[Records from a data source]
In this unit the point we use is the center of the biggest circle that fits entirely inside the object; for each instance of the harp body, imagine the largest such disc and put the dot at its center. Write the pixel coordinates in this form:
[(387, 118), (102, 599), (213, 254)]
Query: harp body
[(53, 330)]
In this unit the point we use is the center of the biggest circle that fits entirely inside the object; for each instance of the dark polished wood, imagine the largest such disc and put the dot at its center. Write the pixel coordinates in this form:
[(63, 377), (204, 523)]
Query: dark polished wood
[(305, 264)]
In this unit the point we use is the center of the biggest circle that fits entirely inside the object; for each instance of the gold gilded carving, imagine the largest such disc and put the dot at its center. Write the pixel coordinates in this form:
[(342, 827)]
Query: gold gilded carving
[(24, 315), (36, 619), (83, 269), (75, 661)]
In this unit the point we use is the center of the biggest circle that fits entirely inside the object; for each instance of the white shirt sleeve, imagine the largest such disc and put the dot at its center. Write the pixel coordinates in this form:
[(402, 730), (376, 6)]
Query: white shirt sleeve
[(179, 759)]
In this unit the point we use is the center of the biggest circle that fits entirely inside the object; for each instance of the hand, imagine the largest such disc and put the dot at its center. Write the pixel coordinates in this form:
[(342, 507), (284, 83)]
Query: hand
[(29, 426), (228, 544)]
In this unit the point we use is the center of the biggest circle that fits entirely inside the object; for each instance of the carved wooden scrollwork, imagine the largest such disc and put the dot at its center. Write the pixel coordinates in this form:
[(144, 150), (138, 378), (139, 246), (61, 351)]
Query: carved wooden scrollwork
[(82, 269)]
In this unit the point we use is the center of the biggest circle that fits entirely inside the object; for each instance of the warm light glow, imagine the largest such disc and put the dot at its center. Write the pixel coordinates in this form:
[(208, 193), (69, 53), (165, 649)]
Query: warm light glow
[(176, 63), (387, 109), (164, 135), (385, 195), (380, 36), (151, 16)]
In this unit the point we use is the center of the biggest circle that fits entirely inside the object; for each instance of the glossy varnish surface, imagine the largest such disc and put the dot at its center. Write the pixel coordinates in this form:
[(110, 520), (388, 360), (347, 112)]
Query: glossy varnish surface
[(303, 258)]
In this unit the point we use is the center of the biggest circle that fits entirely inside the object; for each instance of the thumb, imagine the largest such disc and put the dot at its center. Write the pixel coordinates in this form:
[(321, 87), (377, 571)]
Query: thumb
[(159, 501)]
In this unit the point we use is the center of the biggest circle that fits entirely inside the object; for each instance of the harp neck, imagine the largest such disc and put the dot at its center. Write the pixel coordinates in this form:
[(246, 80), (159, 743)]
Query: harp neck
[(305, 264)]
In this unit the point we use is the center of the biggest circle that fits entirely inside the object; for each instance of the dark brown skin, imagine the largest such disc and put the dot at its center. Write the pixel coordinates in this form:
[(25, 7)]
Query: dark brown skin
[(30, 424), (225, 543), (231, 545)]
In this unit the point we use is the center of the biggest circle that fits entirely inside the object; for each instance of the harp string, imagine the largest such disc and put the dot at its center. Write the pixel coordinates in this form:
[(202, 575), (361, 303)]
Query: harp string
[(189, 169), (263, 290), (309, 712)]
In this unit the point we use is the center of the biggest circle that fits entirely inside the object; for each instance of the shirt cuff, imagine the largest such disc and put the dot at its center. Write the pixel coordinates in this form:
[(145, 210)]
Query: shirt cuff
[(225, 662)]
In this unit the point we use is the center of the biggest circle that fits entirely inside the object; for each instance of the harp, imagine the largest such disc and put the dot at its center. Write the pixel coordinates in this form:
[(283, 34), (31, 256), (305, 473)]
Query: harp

• What the task requires: Could you output every entry above exactly as it stands?

• Completed exercise:
In this unit the point we use is the center of the biggest circle that fits entirely inside the object; for each instance of the harp body, imagine the largest such disc and put the dot at its center. Write the pixel coordinates in this form:
[(387, 118), (102, 599), (213, 254)]
Query: harp body
[(53, 330)]
In this unit the point we use is the center of the biggest circle that fits entirely inside the object; for each instance of the dark polished wood, imagine the largest such disc and put the dot at its center. Write the pixel coordinates in this form:
[(63, 377), (204, 523)]
Query: dark polished wood
[(305, 264)]
In this unit the point we use is the center of the biggest circle that fits entirely inside the object; for each instance of the gold gilded carving, imagine the largest such disc and put the dot at its center. Write the pixel coordinates in this form:
[(342, 827)]
Query: gold gilded carving
[(24, 315), (36, 619), (83, 269), (75, 661)]
In this unit the point we use is the center of the biggest circle that fits entirely inside the object; for each instance of the white shirt sleeve, imagine the largest such disc and put the dot at its center. Write the pixel coordinates in this form:
[(402, 730), (376, 6)]
Query: white shirt sleeve
[(179, 759)]
In this unit the point we use is the center of the biggest circle that fits entirely inside the object; for each instance of the hand, imagine the largest such disc and put the dot at its center. Write the pixel coordinates in this form:
[(342, 507), (284, 83)]
Query: hand
[(29, 426), (228, 544)]
In this unit the point we use is the center of the biggest circle that fits entirely inside the object; for each instance of the carved wooden scrollwork, imagine the largest such disc and put the dot at its center. Write the pixel coordinates in this form:
[(144, 150), (138, 378), (139, 246), (61, 351)]
Query: carved wooden scrollwork
[(82, 269)]
In this unit the point we use is the center of the biggest circle that fits entirely inside the object; for each instance of the warm light glow, imagine the largest such disc and put the dot at its center. Write the pixel coordinates in this form:
[(208, 193), (69, 53), (165, 649)]
Query: warm light glow
[(176, 63), (387, 109), (164, 135), (385, 195), (380, 36), (151, 16)]
In this unit the point we use is the center of the biggest circle that fits entirely inside the object; for each instance of the glossy varnish surface, imagine the largest such disc and put the dot at its center. Write the pixel coordinates in this form:
[(110, 520), (388, 360), (347, 112)]
Query: glossy varnish surface
[(303, 258)]
In this unit the point we use is the center of the biggest circle that fits entirely inside the object; for each instance of the thumb, imagine the largest such disc and put the dot at its center. Write the pixel coordinates in this form:
[(321, 87), (377, 571)]
Query: thumb
[(159, 501)]
In this unit the point we use is the center of the biggest circle that fits entirely inside the object; for each instance of the harp neck, imagine the largest such disc and put the dot at its center. Write the pixel coordinates in this form:
[(246, 80), (159, 743)]
Query: harp neck
[(305, 264)]
In this unit the point we use is the center of the biggest circle that fits entirely inside the object; for each instance of the dark brown skin, imagine the largest such disc and put the dot at its center. Write the pixel coordinates in this form:
[(25, 7)]
Query: dark brown skin
[(30, 424), (225, 543), (231, 545)]
In this unit the point we use is the center of the biggest circle that fits entirely inside the object; for each instance of the harp string, imagine the largest such disc and put the dot at its center. Write the pixel coordinates in this form:
[(202, 575), (361, 303)]
Query: harp string
[(189, 169), (263, 290), (309, 712)]
In this unit the point we use is the center of the biggest circle that fits entirely inside the object; for each instance of the shirt cuff, imagine the largest such disc and put the dot at its center. Write the pixel coordinates in this form:
[(145, 210)]
Query: shirt cuff
[(225, 662)]
In this unit the point we use is the center of the biggest circle that fits entirely inside the object; for each instance of the harp, imagine the largest such disc and put the dot at its center. Write the pixel coordinates in this form:
[(283, 34), (31, 256), (305, 473)]
Query: harp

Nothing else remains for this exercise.